» Exercise inputs:
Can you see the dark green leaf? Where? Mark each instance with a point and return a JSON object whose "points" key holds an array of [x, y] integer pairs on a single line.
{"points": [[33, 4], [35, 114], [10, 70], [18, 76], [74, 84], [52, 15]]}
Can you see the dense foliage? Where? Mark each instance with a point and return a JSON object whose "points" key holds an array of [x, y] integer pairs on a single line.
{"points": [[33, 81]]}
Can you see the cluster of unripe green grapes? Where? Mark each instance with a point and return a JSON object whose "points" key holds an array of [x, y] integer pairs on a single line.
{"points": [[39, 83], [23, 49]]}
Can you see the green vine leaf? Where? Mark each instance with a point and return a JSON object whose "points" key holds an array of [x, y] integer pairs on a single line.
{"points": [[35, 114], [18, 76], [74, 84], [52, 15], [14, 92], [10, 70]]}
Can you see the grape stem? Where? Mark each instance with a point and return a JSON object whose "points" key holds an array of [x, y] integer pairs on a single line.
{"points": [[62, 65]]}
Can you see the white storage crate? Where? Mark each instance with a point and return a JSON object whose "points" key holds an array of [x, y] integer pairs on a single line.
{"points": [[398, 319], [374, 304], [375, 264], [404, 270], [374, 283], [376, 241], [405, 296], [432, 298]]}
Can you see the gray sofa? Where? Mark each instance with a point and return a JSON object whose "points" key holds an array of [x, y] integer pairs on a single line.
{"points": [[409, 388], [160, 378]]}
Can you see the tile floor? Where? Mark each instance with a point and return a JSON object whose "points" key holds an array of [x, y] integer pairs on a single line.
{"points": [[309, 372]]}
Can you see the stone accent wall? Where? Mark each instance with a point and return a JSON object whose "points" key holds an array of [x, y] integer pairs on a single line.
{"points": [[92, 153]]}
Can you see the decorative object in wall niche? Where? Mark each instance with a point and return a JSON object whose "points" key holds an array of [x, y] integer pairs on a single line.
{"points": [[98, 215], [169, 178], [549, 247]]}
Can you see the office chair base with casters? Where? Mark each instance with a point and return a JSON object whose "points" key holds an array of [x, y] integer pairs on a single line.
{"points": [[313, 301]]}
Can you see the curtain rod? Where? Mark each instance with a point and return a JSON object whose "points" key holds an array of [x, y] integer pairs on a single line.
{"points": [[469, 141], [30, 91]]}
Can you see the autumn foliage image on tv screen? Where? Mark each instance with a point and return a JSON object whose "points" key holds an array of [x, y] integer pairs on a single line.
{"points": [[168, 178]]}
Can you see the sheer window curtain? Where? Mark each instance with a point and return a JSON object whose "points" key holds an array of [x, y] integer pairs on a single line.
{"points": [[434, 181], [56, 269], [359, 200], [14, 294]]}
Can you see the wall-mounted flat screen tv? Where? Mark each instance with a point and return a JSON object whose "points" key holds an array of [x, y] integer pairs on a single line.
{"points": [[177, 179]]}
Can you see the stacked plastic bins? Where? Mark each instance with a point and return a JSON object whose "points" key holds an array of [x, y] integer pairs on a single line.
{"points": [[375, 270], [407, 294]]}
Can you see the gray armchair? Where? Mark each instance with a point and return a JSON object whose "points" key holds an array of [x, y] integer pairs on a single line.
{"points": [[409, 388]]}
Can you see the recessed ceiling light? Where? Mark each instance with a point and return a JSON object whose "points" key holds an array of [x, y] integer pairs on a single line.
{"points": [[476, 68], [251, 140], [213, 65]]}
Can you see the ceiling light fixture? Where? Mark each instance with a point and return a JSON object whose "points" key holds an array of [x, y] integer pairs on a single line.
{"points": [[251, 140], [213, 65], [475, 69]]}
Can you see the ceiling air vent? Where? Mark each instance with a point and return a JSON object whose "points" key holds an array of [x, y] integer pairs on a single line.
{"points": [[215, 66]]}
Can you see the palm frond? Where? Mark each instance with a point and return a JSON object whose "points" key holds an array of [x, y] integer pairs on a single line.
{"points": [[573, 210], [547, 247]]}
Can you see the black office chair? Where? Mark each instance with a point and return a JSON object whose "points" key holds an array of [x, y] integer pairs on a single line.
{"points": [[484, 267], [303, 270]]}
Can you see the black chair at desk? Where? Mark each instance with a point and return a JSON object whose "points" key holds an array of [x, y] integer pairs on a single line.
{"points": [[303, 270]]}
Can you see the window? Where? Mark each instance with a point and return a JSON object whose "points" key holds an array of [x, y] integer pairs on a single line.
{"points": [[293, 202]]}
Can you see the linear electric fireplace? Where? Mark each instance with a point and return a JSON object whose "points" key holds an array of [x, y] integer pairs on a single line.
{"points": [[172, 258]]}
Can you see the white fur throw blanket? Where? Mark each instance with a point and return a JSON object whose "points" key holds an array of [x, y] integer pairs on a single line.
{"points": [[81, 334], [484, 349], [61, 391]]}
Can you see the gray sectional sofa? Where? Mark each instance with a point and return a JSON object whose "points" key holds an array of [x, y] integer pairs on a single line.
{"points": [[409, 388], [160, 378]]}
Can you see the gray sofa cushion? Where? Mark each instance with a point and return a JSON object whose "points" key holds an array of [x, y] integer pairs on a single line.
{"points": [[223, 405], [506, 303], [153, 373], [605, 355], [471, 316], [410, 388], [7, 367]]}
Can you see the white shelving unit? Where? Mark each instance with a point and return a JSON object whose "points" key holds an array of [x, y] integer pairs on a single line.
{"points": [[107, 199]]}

» Written task: Copy the records above exactly as they appear.

» Written solution:
Can you see the dark green leaf? Where? Mark each instance with a point and return a JSON object whose "points" key holds an array of [x, y] integer pairs on a single line.
{"points": [[33, 4], [35, 114], [10, 70], [18, 76], [74, 84], [52, 15]]}
Can you see the dense foliage? Where? Mark each instance with a point and return a JSON object whose "points" key holds an array of [x, y] integer pairs on a single line.
{"points": [[33, 81]]}
Can you see the cluster of unripe green grapes? Where? Mark each instance with a point and return a JSON object whose "points" key holds an array of [x, y] integer pairs on a single line.
{"points": [[39, 83], [23, 49]]}
Can you see the green vine leaf? Where? Mark each instance with a point and return a JSON object whose "points" key holds an array of [x, y] integer pairs on a single line.
{"points": [[35, 114], [18, 76], [74, 84], [52, 15], [14, 92], [10, 70]]}
Can you see the grape stem? Where? Mark each instance with a point and return a JSON object whose "points" key holds an array of [x, y] integer pairs on a single line.
{"points": [[62, 65]]}
Can you see the white storage crate? Where? Mark each instance with a point and return a JSON object whose "points" key holds an array of [x, y] integer pairs on a single line.
{"points": [[398, 319], [374, 304], [375, 264], [404, 270], [374, 283], [376, 241], [405, 296], [432, 298]]}
Can you see the gray sofa? Where? Mark each instance with a point and return a JSON object whose "points" key holds an array of [x, y] integer pairs on a single line.
{"points": [[409, 388], [160, 378]]}
Can you see the tile floor? Where? Mark each instance with a point and return a JSON object whose "points" key holds an array of [x, y] integer pairs on a single line.
{"points": [[309, 372]]}
Can you see the stone accent wall? Where? Mark each instance with a point and return a JSON object whose "points" key holds an array of [x, y] integer pairs on a single line.
{"points": [[92, 153]]}
Can you see the decorative object in wall niche? Where? Mark each instance with a point and return a JSON object whose "points" key holds an array of [x, y] integer pairs on a single line.
{"points": [[98, 215], [169, 178], [549, 247]]}
Can you see the office chair base with casters? Where? Mark each instance with a point and return a JSON object whose "points" key holds an array of [x, y] integer pairs on a single line.
{"points": [[313, 301]]}
Can you see the curtain rod? Where? Mark each instance with a point and return a JSON object whose "points" key holds an array of [x, y] integer pairs on a single line.
{"points": [[469, 141], [30, 91]]}
Can you see the autumn foliage image on tv screen? Where? Mark each instance with a point and return a JSON object whose "points" key holds an array of [x, y] integer pairs on a single line.
{"points": [[168, 178]]}
Can you see the sheer window curtain? Where? Mark each instance with a point and return a JSON object whose "points" key holds an array of [x, y] integer pairs on a single line.
{"points": [[434, 181], [56, 269], [359, 200], [14, 294]]}
Can you see the wall-mounted flat screen tv? Where? Mark each instance with a point and return a JSON object whose "points" key holds an array of [x, y] integer pairs on a single line.
{"points": [[177, 179]]}
Can you see the stacked plastic bins? Where? Mark each instance with a point and return a JSON object whose "points" key holds an array of [x, y] integer pairs on a single line.
{"points": [[375, 270], [407, 294]]}
Can you see the gray armchair? Where? Mark each instance with a point and return a JSON object whose "points" key holds an array of [x, y] integer pairs on a single line.
{"points": [[409, 388]]}
Can you see the recessed ceiling light? Where? Mark each instance with a point and return a JSON object whose "points" key holds an array of [x, y] integer pairs on a single line.
{"points": [[476, 68], [251, 140], [213, 65]]}
Can you see the ceiling light fixture? Where? Mark each instance with a point and return a JSON object whose "points" key holds an array of [x, y] integer pairs on a single line.
{"points": [[251, 140], [213, 65], [475, 69]]}
Can you see the ceiling air vent? Where? Mark each instance with a point and return a JSON object whose "points" key holds an array of [x, y] integer pairs on a single line.
{"points": [[215, 66]]}
Can you see the palm frond? Where? Mark each instance with a point and return a JSON object whose "points" key holds an array of [x, y] integer pairs on a single line.
{"points": [[573, 210], [547, 247]]}
Can you see the black office chair? Where? Mark each instance with a point and return a JSON object whose "points" key holds an array of [x, y] integer pairs on a single line.
{"points": [[484, 267], [303, 270]]}
Can you see the black chair at desk? Where? Mark each instance with a point and return a JSON object whose "points" key holds an array of [x, y] integer pairs on a single line.
{"points": [[303, 270]]}
Can you see the window? Where? Mark each instance with a point and return a JSON object whose "points" key holds an array of [x, y] integer pairs on a single line.
{"points": [[293, 202]]}
Can you see the linear electric fireplace? Where? Mark each instance with a point and return a JSON object whose "points" key holds an array of [x, y] integer pairs on a single line.
{"points": [[172, 258]]}
Can you see the white fur throw blanket? Where? Mark each instance with a point and return a JSON object whose "points" key holds an array of [x, y] integer pairs on a single line.
{"points": [[81, 334], [484, 349], [61, 391]]}
Can you see the gray sectional sofa? Where? Mark each instance with a point and return a JSON object whose "points" key holds an array of [x, y] integer pairs on a single line.
{"points": [[409, 388], [160, 378]]}
Can you see the gray sofa cushion? Where? Mark each instance with a point and return a JSON object whose "points" key holds an array of [x, y] integer pairs on a single line.
{"points": [[223, 405], [506, 303], [153, 373], [605, 355], [471, 316], [410, 388], [7, 367]]}
Can you see the white shelving unit? Where? Mark each instance with a point and return a JSON object whose "points" key holds an array of [x, y] integer pairs on a single line.
{"points": [[107, 199]]}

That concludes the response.